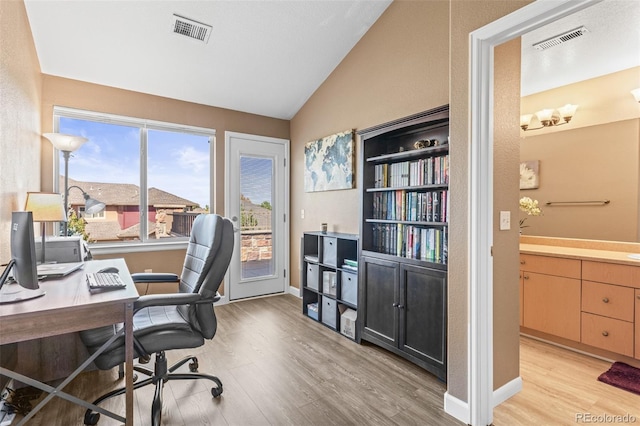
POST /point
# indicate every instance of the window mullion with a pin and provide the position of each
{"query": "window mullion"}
(144, 199)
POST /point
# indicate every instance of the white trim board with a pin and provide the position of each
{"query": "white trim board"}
(480, 343)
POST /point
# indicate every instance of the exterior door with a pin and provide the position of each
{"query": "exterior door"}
(257, 201)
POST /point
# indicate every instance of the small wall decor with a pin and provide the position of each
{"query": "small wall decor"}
(529, 174)
(329, 163)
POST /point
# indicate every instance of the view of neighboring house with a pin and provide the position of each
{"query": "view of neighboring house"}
(169, 215)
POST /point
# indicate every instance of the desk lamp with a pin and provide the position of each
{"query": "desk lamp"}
(67, 144)
(46, 207)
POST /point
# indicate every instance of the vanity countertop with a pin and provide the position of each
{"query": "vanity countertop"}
(594, 254)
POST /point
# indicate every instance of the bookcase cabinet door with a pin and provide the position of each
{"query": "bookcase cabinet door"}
(423, 315)
(380, 296)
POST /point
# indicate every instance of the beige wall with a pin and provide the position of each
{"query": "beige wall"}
(467, 16)
(20, 87)
(397, 69)
(594, 157)
(506, 313)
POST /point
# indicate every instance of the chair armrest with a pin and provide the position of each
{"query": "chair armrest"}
(165, 300)
(154, 277)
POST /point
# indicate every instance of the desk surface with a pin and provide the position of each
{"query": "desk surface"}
(67, 306)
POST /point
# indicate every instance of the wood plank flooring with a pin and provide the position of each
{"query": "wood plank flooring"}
(561, 387)
(280, 368)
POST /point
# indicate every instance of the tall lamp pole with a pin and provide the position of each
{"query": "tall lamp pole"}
(67, 144)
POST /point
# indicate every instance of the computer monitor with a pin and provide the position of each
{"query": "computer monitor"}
(23, 262)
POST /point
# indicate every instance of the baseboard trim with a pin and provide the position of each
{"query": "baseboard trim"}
(457, 408)
(506, 391)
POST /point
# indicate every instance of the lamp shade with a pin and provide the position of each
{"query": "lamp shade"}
(65, 142)
(46, 207)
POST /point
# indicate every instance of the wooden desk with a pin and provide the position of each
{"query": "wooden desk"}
(68, 306)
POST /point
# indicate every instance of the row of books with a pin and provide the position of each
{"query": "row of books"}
(425, 171)
(431, 206)
(411, 241)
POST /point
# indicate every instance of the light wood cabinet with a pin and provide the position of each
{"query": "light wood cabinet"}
(607, 333)
(552, 305)
(608, 300)
(637, 324)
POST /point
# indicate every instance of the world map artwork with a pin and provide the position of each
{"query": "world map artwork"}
(329, 163)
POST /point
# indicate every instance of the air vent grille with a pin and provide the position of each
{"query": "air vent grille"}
(190, 28)
(561, 38)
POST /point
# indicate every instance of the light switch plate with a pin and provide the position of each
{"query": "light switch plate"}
(505, 220)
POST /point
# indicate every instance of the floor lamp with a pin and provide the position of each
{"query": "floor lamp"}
(67, 144)
(46, 207)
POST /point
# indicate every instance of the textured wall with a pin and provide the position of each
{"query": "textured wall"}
(20, 87)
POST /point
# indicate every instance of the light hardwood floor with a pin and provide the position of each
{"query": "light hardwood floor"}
(280, 368)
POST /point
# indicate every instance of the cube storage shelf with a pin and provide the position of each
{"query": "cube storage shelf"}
(330, 280)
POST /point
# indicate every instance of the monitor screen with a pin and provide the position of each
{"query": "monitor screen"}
(23, 250)
(23, 261)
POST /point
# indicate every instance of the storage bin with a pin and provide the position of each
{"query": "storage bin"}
(348, 322)
(312, 276)
(329, 313)
(349, 288)
(312, 311)
(329, 251)
(329, 283)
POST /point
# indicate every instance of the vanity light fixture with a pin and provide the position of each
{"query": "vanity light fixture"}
(549, 117)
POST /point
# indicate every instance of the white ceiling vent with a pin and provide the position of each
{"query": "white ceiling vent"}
(561, 38)
(190, 28)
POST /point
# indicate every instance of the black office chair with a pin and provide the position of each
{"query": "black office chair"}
(182, 320)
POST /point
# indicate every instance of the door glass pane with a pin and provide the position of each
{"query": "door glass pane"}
(178, 176)
(256, 221)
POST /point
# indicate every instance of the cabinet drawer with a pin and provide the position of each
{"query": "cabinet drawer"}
(607, 333)
(557, 266)
(608, 300)
(329, 251)
(637, 324)
(611, 273)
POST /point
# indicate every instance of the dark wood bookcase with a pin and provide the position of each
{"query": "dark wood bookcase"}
(404, 210)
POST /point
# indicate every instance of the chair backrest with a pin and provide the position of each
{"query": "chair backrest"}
(205, 264)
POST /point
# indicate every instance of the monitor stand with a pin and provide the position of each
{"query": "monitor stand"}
(12, 293)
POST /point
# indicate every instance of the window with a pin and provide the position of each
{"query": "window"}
(153, 177)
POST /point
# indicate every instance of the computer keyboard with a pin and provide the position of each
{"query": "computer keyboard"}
(104, 280)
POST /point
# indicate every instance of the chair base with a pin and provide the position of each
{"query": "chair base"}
(159, 377)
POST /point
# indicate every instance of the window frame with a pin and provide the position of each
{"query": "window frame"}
(143, 125)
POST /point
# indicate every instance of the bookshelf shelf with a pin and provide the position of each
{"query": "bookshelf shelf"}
(404, 207)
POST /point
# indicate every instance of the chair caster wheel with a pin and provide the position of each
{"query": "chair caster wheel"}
(217, 391)
(91, 419)
(193, 366)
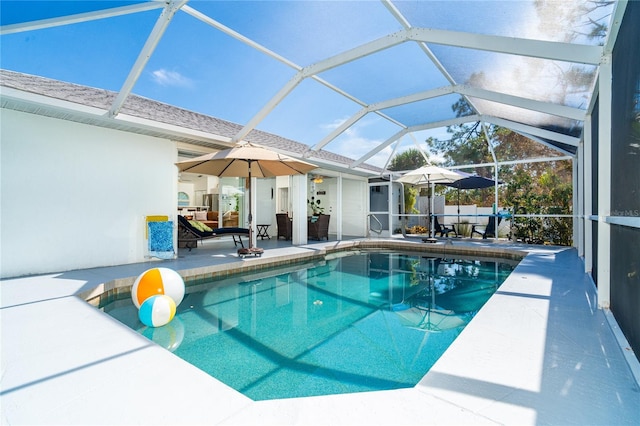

────

[EXERCISE]:
Please locate every line in the data above that contains the word "flooring" and copy each of those lines in full.

[ANSWER TO THE EXERCISE]:
# indicate every instance of the wood plank flooring with a pin and provide the position of each
{"query": "wood plank flooring"}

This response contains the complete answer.